▶ _Aim 1_
In the listing, retype everything from the line containing "task | place one marker on every instance of the dark" down to the line containing "[(160, 204), (182, 212), (153, 215)]", keeping each line exactly as it stands.

** start Extract to read **

For [Gainsight](https://www.gainsight.com/), it was helping companies understand their customers:

> *“A good example of a wedge is what I experienced seeing Gainsight’s journey from their early days when they had a few hundred thousand of ARR. They started out with a dashboard that provides a 360-degree view of each customer. With a few simple integrations—Zendesk, Salesforce, and a website tag—Gainsight would collect a trove of data about each customer and display that data in an easy-to-understand 360-degree view. This drove tremendous logo velocity for Gainsight in the early days.*
>
> *Over time, Gainsight massively expanded the product footprint to include ‘playbooks’ for CSMs (customer success managers), marketing automation (e.g. to allow CSMs to communicate with customers in an automated fashion), data science (to predict churn), etc. When Gainsight launched initially, the market wasn’t ready for this big of a transformation, but the customer-360 health score was a great wedge to help the early adopters recognize the power of building out a customer success function.*
>
> *Gainsight’s wedge worked because it was sold to the same buyer, was a fast ‘land,’ which drove lots of usage, and the footprint extension felt very natural. As a result, over time Gainsight was able to significantly increase ASPs (application service providers) from 10-15K to 30K to much, much higher over time.”*
>
> —Ajay Agarwal, Partner at Bain Capital Ventures

For [PayPal](https://paypal.com/), it was accepting payments for online eBay auctions:

> *“At the time, we were vaguely aware of the auction use case, but it was discussed along with splitting dinner tabs, student allowances, and a bunch of other nebulous value props. The truth is that we thought ‘emailing money’ was a terrific product idea, but we had no idea who would actually use it or what the market would be.*
>
> *Our customer service rep forwarded me an email from an eBay power seller. The eBay seller had turned the PayPal logo into a nice-looking button for her auctions and was asking our permission to use it. eBay sellers were desperate for a [payments] solution because their alternative was to wait a week for a check to arrive in the mail and then wait for it to clear. Some of them had already found PayPal on their own. One of them cared enough to make an auction button and ask our permission to use it.*
>
> *We rolled out other features for auction sellers that made it even more convenient to use PayPal. We dropped other plans and went all-in on the eBay use case. Results were immediate. At the end of 1999, PayPal had less than 10,000 users. By the end of January 2000, we hit 100,000 users. A few months after that, 1 million. By the summer of 2000, 5 million. It felt like the servers were melting. The growth curve looked like a perfect hockey stick.”*
>
> —David Sacks, Former COO of PayPal ([source](https://medium.com/craft-ventures/the-sharp-startup-when-paypal-found-product-market-fit-5ba47ad35d0b))

** end Extract to read **
** start Records supplied **

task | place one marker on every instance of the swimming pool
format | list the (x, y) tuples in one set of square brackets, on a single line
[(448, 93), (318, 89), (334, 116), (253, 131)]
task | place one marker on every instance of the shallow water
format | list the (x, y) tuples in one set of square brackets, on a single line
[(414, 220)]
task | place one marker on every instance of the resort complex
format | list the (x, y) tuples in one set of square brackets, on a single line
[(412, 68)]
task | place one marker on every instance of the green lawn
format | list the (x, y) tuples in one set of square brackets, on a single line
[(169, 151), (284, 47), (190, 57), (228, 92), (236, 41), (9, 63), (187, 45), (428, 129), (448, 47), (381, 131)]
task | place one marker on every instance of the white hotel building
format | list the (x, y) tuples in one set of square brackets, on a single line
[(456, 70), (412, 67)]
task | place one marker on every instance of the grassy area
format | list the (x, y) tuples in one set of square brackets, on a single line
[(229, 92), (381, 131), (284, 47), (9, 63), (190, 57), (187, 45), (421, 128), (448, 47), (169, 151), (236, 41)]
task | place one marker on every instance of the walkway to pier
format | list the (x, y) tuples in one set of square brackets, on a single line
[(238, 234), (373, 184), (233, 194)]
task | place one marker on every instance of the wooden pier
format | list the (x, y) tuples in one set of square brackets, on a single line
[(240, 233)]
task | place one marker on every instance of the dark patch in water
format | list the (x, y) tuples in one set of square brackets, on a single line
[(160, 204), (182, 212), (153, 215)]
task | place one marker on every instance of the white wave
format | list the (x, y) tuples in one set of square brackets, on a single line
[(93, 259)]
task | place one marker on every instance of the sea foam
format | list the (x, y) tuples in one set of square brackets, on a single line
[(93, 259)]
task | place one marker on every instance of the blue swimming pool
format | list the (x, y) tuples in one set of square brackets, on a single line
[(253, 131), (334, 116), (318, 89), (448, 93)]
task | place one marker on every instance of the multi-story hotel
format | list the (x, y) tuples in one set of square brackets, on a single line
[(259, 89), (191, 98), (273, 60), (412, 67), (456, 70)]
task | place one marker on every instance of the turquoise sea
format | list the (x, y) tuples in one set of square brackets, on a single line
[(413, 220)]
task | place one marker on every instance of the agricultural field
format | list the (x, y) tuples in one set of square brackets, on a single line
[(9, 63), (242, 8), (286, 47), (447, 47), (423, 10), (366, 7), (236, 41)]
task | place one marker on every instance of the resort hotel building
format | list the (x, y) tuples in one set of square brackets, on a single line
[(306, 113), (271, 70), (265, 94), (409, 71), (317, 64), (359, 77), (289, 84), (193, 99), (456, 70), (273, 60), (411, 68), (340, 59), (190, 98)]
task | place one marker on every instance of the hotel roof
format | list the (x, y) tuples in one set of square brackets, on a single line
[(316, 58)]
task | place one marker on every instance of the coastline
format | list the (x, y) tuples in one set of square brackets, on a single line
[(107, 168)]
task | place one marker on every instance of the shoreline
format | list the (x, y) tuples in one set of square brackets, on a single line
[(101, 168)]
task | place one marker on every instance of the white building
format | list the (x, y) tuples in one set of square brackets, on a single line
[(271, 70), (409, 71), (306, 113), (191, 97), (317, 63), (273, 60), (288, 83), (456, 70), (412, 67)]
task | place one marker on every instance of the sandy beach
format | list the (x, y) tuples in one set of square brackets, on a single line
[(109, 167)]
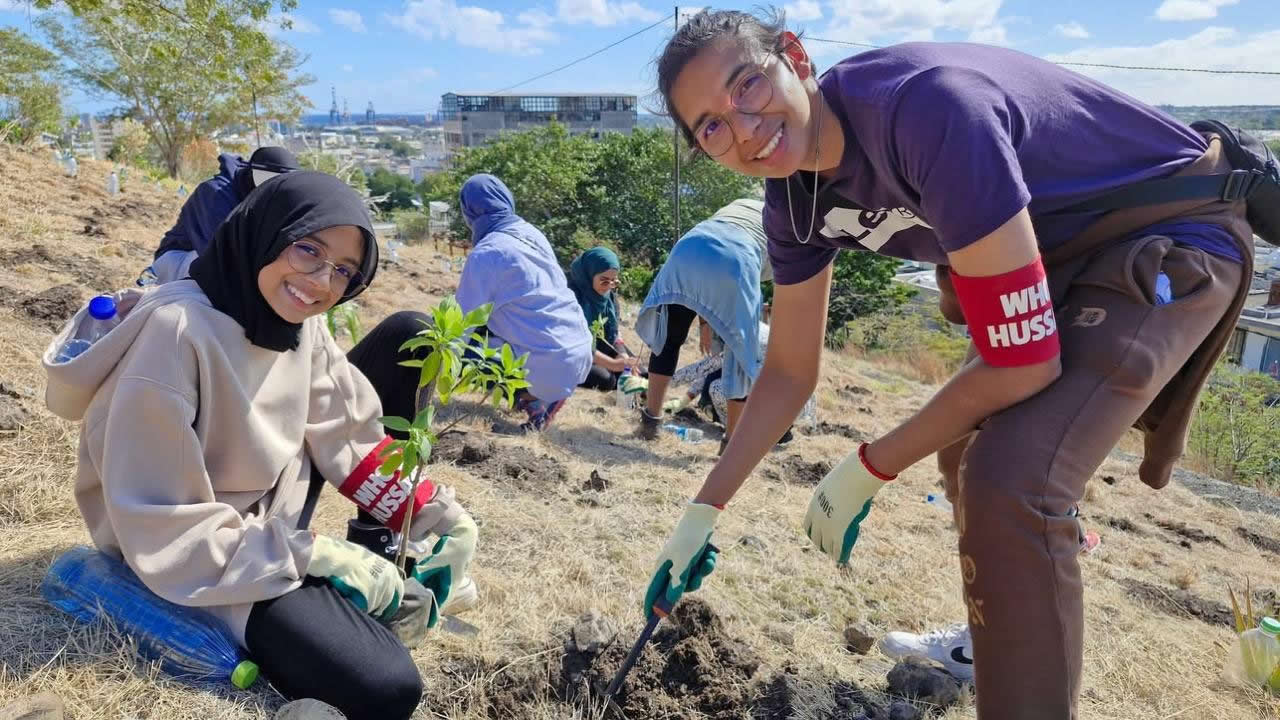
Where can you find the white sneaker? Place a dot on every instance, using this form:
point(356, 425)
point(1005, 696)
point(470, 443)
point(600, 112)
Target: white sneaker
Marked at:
point(464, 597)
point(951, 647)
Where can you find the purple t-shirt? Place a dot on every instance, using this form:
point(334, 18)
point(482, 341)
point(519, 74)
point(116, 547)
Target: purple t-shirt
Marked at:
point(945, 142)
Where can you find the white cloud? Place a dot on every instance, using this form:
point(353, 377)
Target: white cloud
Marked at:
point(274, 24)
point(471, 26)
point(603, 13)
point(535, 17)
point(895, 21)
point(995, 33)
point(1072, 30)
point(804, 10)
point(348, 19)
point(1191, 9)
point(1210, 48)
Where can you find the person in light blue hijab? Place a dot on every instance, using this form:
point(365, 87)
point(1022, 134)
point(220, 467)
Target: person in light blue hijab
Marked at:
point(534, 310)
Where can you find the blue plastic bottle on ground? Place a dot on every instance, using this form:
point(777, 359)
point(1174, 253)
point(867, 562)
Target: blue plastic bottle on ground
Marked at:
point(100, 322)
point(188, 642)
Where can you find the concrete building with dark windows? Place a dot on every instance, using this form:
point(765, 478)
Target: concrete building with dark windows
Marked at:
point(474, 118)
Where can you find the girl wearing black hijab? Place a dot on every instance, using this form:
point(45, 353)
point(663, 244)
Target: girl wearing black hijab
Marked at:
point(205, 414)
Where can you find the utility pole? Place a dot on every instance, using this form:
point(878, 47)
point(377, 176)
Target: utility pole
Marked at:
point(675, 147)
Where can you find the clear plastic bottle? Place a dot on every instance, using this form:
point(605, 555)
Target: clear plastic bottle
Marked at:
point(1255, 660)
point(100, 322)
point(686, 434)
point(188, 642)
point(938, 501)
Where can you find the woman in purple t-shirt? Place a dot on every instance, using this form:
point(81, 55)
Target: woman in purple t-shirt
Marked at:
point(970, 158)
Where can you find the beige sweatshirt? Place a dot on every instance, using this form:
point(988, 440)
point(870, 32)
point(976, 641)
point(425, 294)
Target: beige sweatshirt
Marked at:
point(196, 447)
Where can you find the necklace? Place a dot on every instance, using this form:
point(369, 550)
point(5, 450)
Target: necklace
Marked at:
point(813, 213)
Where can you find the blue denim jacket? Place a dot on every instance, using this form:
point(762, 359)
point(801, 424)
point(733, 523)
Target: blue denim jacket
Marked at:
point(714, 270)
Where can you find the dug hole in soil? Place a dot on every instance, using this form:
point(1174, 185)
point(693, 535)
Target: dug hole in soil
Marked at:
point(690, 669)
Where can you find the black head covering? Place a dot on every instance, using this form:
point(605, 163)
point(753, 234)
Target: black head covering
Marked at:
point(287, 208)
point(272, 158)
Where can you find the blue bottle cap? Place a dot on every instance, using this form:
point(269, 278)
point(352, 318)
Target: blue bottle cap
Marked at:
point(103, 308)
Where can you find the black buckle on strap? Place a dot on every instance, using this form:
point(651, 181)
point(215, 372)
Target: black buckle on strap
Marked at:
point(1239, 185)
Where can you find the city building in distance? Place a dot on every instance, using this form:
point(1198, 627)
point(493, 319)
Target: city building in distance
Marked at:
point(474, 118)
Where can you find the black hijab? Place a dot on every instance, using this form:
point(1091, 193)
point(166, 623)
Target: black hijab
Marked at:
point(272, 158)
point(284, 209)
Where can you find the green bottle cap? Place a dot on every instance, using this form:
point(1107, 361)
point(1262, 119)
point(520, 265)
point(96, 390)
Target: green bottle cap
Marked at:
point(245, 674)
point(1270, 625)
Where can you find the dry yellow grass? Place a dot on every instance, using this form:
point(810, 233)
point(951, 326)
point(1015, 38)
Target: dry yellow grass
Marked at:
point(545, 559)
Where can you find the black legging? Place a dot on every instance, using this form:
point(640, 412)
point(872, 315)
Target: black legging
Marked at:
point(312, 642)
point(679, 318)
point(602, 378)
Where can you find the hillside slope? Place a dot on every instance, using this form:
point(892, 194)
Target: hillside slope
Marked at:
point(556, 542)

** end Records supplied **

▶ _Aim 2_
Answer these questions using the passage on startup wedges:
(a) What three integrations did Gainsight rely on to collect data about each customer?
(b) How many users did PayPal reach by the end of January 2000?
(c) Before PayPal, what did eBay sellers have to do to get paid?

▶ _Full solution 1_
task | place one marker on every instance of the dark patch in water
format | list the (x, y) tuples in one set of square brackets, on a single line
[(160, 204), (182, 212), (153, 215)]

▶ _Full solution 2_
(a) Zendesk, Salesforce, and a website tag.
(b) 100,000 users.
(c) They had to wait a week for a check to arrive in the mail and then wait for it to clear.